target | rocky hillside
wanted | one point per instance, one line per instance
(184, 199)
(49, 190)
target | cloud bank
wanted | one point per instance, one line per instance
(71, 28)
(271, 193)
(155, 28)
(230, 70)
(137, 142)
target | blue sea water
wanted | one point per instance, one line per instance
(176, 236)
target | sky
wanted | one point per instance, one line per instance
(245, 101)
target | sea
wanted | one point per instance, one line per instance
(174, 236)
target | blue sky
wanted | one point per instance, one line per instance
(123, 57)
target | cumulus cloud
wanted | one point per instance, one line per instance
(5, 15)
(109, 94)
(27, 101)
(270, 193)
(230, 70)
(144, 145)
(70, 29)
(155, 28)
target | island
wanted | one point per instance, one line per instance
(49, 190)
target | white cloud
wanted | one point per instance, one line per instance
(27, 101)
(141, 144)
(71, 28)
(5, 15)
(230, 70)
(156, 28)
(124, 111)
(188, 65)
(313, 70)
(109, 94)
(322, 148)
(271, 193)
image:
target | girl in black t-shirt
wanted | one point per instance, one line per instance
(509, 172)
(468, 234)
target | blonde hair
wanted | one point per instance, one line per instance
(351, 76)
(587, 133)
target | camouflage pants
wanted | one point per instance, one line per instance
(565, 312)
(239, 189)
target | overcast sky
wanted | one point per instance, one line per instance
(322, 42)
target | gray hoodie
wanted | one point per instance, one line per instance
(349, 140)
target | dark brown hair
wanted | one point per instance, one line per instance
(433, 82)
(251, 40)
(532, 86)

★ ★ ★ ★

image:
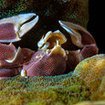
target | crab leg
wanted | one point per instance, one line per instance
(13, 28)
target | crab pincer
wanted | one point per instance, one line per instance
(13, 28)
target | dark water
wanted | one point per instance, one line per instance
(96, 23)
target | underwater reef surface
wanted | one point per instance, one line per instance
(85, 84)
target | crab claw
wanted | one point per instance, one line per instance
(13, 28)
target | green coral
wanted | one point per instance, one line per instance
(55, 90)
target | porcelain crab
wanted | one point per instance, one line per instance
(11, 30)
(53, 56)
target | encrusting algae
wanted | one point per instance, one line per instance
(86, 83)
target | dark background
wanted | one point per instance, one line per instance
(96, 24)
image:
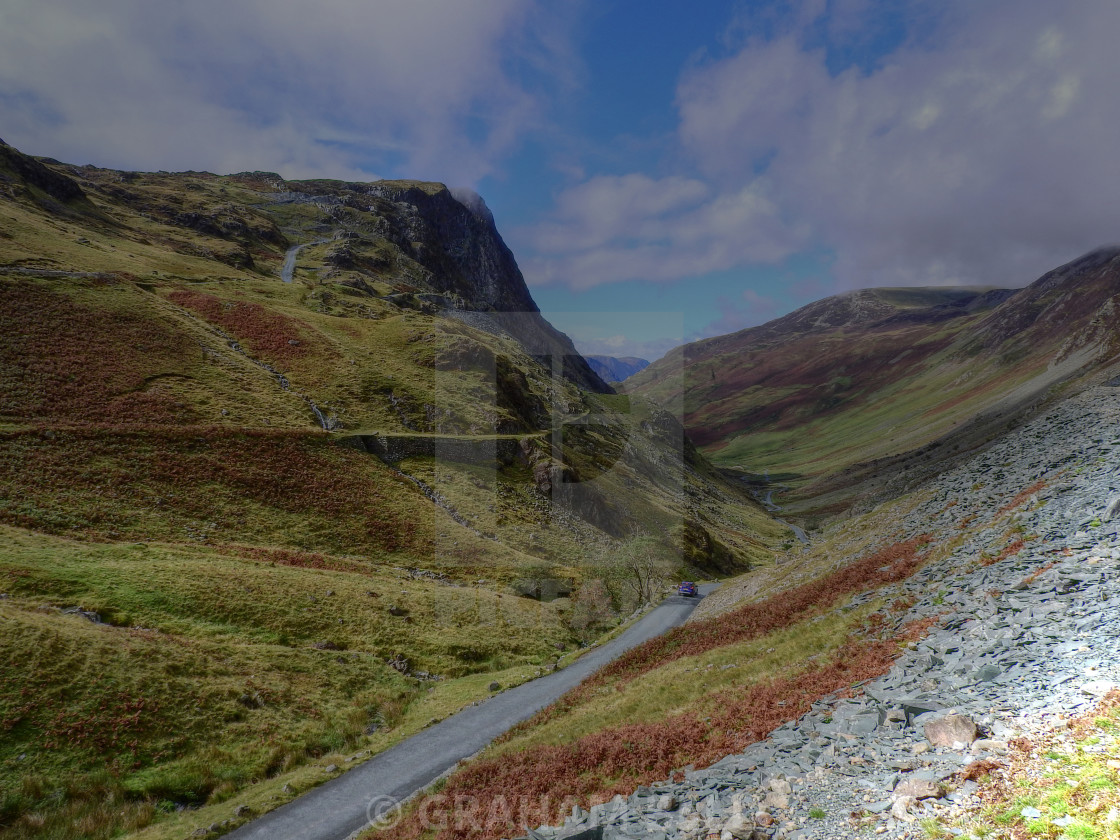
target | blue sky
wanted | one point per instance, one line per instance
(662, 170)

★ ★ ★ ★

> [Objective]: Pull out every line of the records above that contains the string "hair", and copy each one.

> [Written response]:
target | blonde hair
target | dark brown hair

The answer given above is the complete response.